_Objectif de la tâche_
Recopiez mot pour mot la partie du texte sur la campagne de César contre les Helvètes comprise entre « Face à ce refus, les » et « n’ayant pas traversé. », bornes incluses.

_Texte fourni_

Dès le départ, les Helvètes se trouvent confrontés à la première difficulté : pour sortir de leur territoire, ils doivent passer par celui des Allobroges, une tribu s’étant récemment alliée à Rome. Apprenant les négociations pour un droit de passage, César part de Rome avec une légion en direction de Genève (la grosse ville Allobroges du secteur).
Arrivée sur place, il fait couper les ponts menant à Genève et lève une armée. Ayant appris l’arrivée des Romains, les Helvètes envoient une ambassade pour négocier le droit de passage que César refusera d’accorder sous prétexte de l’affront commis en 107 avant J-C par les Helvètes à la bataille d’Agen qui avaient battu et tué le consul Lucius Cassius.
Face à ce refus, les Helvètes ne tentent pas de confronter les romains et vont négocier un droit de passage avec les Séquanais qui sera cette fois accepté. Comme convenu par le traité, les Helvètes traversent le territoire Séquanais (actuel Jura) sans heurts. Arrivée sur le territoire des Eduens (actuelle Bourgogne), les Helvètes commencent à se livrer aux pillages.
La guerre romano-Helvète
Trop faible pour se défendre, les Eduens appels César à l’aide. Le romain accepte d’aider cette « tribu amie de Rome » et part avec 5 légions. César tombe pour la première fois sur les Helvètes lors de leur traversée de la rivière Saône. Les gaulois ont déjà fait passer les 3/4 de leur armée lorsque César découvre le 1/4 restant sur sa rive. Face à cette situation favorable, César engage le combat avec ses légions et défait le dernier quart n’ayant pas traversé.
Après sa victoire, César fait construire un pont pour permettre à ses troupes de passer la rivière. Devant la facilité déconcertante des Romains à traverser la Saône, les Helvètes envoient une ambassade négocier la paix que César refusera. 15 jours passent sans rien de nouveau mis à part une escarmouche entre cavaliers. La poursuite des Helvètes par César est alors stoppée à cause d’un conflit interne : l’armée de César ne reçoit pas le ravitaillement en blé promis pour son armée par les Eduens.
Étant proche de Bibracte (la capitale Eduen), César décide de s’y ravitailler en blé. Apprenant la situation, les Helvètes tentent de couper les lignes de ravitaillement de César. En réponse, les Romains se retranchent sur une colline. Un premier assaut Helvète est lancé en formation phalange, mais est repoussé par des jets de javelots. Un second assaut est à nouveau lancé par les Helvètes d’un côté et les Boïens et Tullingues (alliés des Helvetes) de l’autre côté, ce qui force les Romains à combattre sur 2 flancs.
Finalement, la bataille qui a commencé à 7 heures du matin se termine le soir : les Helvètes et leurs alliés sont repoussés, ce qui permet aux Romains de capturer leurs camps et bagages. Les Helvètes fuient alors que les troupes de César restent 3 jours sur place pour soigner les blessés et enterrer les morts. Épuisés et ayant abandonné leurs biens, les Helvètes finissent par demander à nouveau la paix à César. Celui-ci l’accepte en échange des armes et d’otages ainsi que la remise des esclaves ayant fui.

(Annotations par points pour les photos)
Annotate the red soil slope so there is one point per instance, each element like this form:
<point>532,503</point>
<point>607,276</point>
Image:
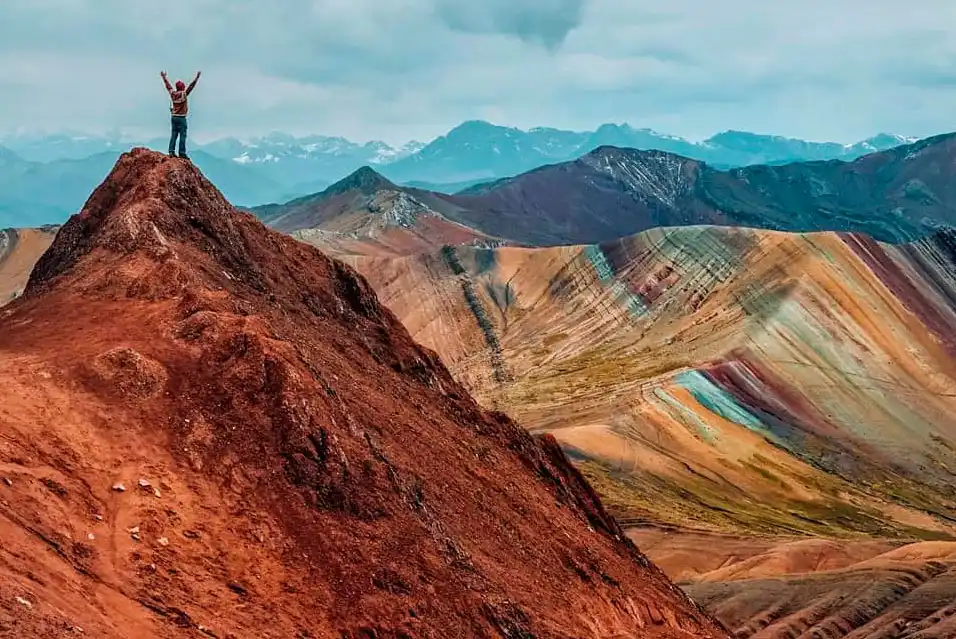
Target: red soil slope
<point>294,465</point>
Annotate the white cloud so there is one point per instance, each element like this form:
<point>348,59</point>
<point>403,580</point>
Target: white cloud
<point>413,68</point>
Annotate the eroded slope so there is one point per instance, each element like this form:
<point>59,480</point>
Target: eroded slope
<point>212,428</point>
<point>722,379</point>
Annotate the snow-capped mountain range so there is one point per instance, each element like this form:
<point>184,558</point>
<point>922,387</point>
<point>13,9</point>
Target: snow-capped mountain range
<point>279,167</point>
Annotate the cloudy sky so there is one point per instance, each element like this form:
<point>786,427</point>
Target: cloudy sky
<point>401,69</point>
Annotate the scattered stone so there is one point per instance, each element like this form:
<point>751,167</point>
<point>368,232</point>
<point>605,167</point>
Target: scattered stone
<point>145,485</point>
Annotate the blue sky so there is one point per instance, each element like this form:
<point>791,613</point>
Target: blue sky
<point>401,69</point>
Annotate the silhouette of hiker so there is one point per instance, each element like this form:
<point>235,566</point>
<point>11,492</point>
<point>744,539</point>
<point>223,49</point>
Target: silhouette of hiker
<point>179,109</point>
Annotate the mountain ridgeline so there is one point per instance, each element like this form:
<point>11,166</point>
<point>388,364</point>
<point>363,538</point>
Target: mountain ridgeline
<point>211,429</point>
<point>896,195</point>
<point>279,167</point>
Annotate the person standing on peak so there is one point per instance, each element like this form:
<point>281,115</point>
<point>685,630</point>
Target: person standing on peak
<point>179,109</point>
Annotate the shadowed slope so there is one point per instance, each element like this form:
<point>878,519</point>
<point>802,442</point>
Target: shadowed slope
<point>716,378</point>
<point>19,251</point>
<point>209,427</point>
<point>896,195</point>
<point>366,214</point>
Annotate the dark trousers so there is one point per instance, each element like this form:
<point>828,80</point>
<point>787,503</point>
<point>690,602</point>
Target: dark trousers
<point>179,131</point>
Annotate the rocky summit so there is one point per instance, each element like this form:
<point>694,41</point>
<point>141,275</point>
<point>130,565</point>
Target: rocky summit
<point>211,429</point>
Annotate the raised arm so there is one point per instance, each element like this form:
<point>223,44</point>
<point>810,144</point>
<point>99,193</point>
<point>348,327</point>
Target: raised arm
<point>192,85</point>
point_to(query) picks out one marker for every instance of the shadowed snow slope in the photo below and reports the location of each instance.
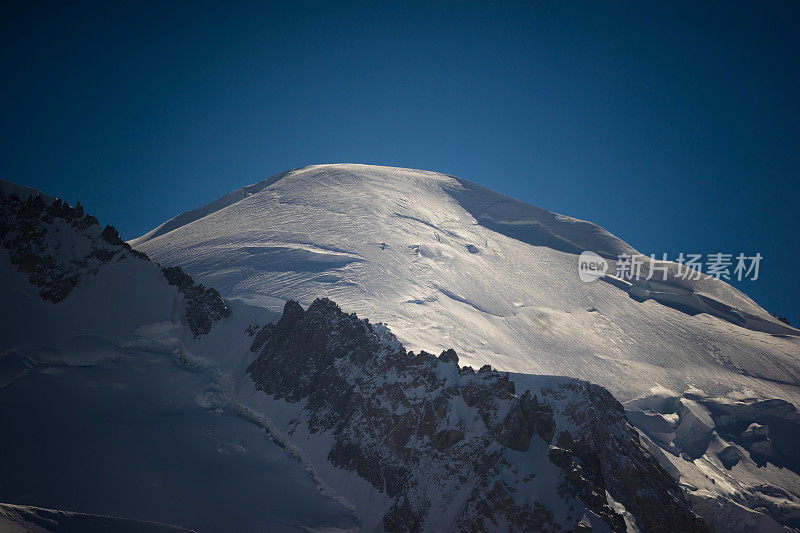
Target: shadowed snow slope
(449, 264)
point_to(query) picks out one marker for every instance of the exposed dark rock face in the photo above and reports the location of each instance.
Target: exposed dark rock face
(456, 449)
(204, 305)
(58, 246)
(30, 229)
(606, 448)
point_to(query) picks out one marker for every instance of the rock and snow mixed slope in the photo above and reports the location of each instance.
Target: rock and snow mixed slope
(449, 264)
(104, 366)
(449, 448)
(130, 390)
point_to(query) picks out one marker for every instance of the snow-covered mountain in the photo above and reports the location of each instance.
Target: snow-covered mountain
(130, 390)
(709, 377)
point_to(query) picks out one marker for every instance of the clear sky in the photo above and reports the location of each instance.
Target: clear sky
(675, 126)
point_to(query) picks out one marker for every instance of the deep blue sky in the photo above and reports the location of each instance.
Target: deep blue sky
(675, 126)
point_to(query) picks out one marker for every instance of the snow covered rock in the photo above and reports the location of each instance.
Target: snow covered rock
(27, 519)
(452, 448)
(398, 246)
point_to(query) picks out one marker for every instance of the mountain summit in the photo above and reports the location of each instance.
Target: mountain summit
(449, 264)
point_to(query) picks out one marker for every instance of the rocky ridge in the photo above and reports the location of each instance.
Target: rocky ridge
(60, 246)
(455, 448)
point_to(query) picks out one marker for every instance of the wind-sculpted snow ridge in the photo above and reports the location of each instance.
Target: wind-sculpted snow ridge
(736, 457)
(455, 449)
(449, 264)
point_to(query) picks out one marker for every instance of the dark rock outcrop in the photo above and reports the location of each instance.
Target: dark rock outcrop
(440, 440)
(30, 229)
(204, 305)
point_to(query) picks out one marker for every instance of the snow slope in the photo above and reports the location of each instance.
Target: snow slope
(103, 395)
(449, 264)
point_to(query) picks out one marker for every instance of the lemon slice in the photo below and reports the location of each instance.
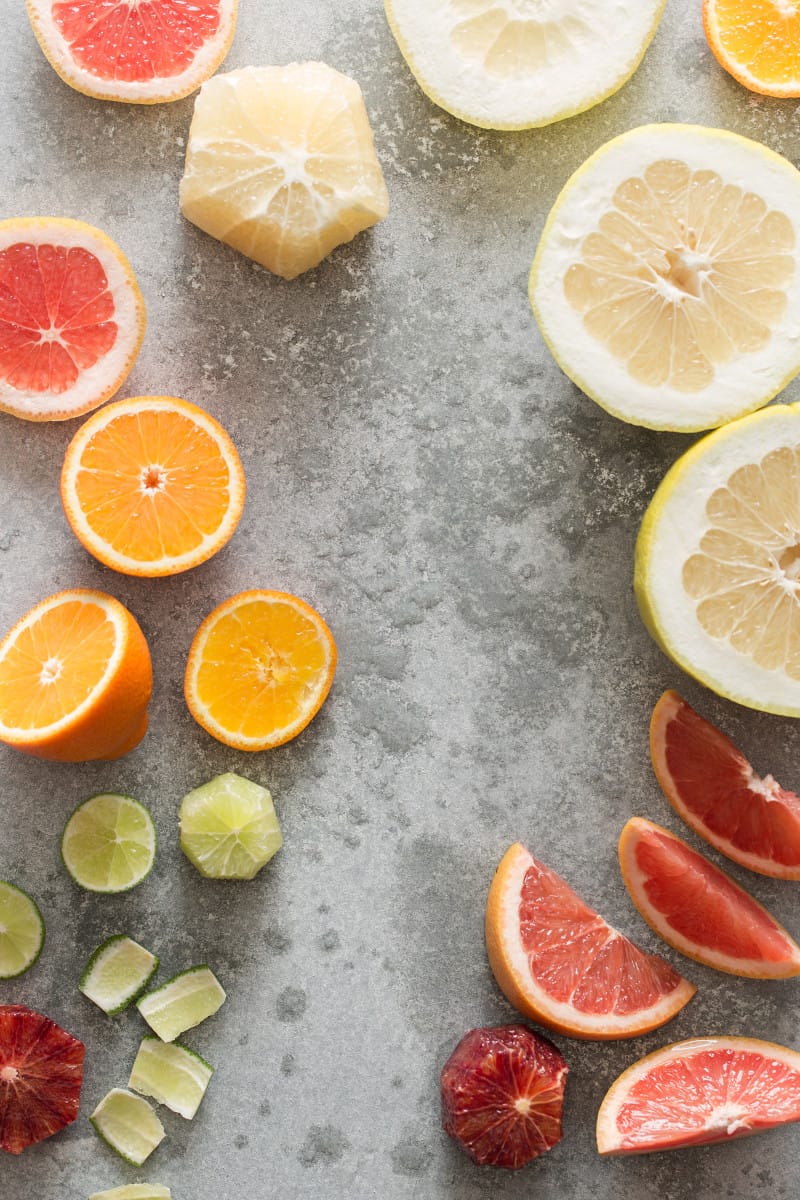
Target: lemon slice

_Résultat de la tâche_
Face à ce refus, les Helvètes ne tentent pas de confronter les romains et vont négocier un droit de passage avec les Séquanais qui sera cette fois accepté. Comme convenu par le traité, les Helvètes traversent le territoire Séquanais (actuel Jura) sans heurts. Arrivée sur le territoire des Eduens (actuelle Bourgogne), les Helvètes commencent à se livrer aux pillages.
La guerre romano-Helvète
Trop faible pour se défendre, les Eduens appels César à l’aide. Le romain accepte d’aider cette « tribu amie de Rome » et part avec 5 légions. César tombe pour la première fois sur les Helvètes lors de leur traversée de la rivière Saône. Les gaulois ont déjà fait passer les 3/4 de leur armée lorsque César découvre le 1/4 restant sur sa rive. Face à cette situation favorable, César engage le combat avec ses légions et défait le dernier quart n’ayant pas traversé.